[Raw records]
□ □ □ □ □

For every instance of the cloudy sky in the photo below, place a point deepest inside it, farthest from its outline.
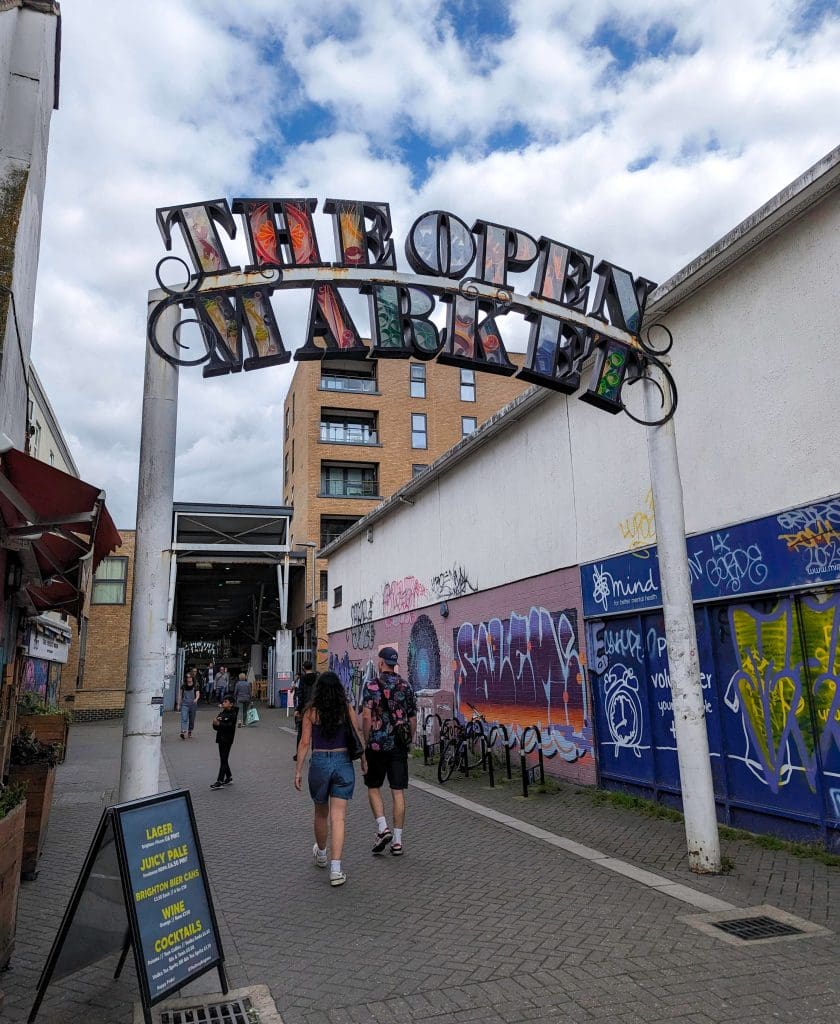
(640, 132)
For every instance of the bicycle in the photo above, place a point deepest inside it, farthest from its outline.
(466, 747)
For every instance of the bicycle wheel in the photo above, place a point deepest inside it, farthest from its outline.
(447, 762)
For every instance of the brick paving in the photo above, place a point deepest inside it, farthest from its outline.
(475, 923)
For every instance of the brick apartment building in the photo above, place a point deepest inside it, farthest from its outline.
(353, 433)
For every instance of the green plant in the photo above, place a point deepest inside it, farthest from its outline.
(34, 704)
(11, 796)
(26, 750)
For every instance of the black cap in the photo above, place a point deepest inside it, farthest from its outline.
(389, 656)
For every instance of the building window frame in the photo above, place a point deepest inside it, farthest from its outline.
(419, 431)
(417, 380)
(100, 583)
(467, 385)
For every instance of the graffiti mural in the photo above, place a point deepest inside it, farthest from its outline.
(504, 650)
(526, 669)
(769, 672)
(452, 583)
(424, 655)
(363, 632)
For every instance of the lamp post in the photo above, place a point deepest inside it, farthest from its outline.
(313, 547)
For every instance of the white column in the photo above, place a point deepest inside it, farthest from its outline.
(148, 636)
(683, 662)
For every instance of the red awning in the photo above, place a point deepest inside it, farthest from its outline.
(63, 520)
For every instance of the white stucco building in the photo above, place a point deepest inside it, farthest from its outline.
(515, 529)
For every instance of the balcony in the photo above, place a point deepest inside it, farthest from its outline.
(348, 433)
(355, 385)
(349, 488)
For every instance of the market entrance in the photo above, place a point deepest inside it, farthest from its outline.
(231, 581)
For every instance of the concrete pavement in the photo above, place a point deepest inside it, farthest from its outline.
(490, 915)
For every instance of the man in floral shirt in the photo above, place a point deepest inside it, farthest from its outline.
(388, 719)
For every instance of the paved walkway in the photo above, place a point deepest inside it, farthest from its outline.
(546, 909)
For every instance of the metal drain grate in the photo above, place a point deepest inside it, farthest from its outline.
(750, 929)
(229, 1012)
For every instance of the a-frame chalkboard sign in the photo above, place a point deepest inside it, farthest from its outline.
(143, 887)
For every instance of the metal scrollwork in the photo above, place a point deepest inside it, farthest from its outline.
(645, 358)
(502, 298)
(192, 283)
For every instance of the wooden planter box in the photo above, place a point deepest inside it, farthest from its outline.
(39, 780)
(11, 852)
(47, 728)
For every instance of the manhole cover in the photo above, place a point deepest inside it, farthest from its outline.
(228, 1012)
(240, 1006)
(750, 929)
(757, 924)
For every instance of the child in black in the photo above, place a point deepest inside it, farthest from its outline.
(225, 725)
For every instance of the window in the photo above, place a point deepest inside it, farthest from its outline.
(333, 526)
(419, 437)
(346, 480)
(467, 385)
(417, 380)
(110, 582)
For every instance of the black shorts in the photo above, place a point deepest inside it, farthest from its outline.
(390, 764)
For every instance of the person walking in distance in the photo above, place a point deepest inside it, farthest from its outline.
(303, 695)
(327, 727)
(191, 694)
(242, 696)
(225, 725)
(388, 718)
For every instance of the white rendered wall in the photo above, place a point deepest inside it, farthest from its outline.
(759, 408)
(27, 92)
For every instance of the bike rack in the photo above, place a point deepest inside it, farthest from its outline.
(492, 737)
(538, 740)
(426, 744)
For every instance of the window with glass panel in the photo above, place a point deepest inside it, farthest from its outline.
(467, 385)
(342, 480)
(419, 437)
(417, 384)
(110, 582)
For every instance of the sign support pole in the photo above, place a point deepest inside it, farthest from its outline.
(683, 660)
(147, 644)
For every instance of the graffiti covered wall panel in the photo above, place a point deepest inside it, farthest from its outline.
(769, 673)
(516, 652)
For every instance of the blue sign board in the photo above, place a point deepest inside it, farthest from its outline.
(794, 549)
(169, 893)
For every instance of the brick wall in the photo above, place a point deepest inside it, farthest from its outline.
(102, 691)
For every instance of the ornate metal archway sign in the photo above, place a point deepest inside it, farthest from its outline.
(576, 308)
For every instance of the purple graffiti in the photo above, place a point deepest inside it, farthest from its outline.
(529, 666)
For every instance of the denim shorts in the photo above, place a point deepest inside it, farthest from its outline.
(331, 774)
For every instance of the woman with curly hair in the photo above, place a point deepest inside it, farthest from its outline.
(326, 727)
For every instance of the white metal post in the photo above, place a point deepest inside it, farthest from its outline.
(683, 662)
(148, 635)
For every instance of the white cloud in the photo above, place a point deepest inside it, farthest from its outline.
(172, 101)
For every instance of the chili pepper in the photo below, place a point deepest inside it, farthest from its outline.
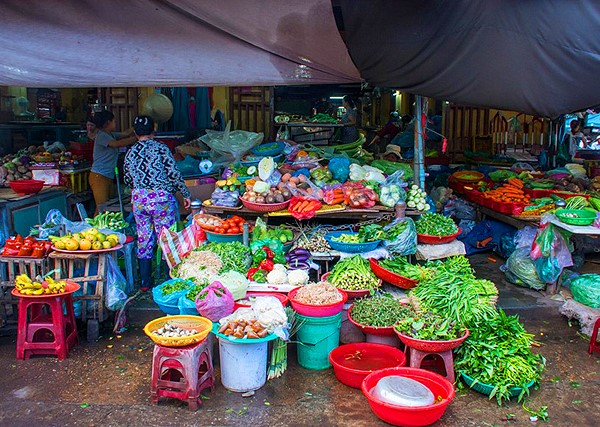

□ □ □ □ □

**Task to carry out**.
Everything from the line containing "For every instance of the denim" through the last line of the entries must be repeated verbatim, except pictures.

**Response for this exercise**.
For every instance of the denim shorts in the photo above, place a point deepest inside it, farthest from its outline.
(331, 774)
For every instance of the woman with curly hair in the photo above, place a point deepest inside it, farthest from its outline.
(326, 727)
For every instance of the white metal post in the photo above, place a point deepest inside it, farthest from its outline.
(683, 662)
(148, 635)
For every instance of the white cloud in the photo above, place a point deepest inside it, farthest from its outline.
(172, 101)
For every instance of the chili pepper in the photo below, place a point deepest inside it, farthest from its outline.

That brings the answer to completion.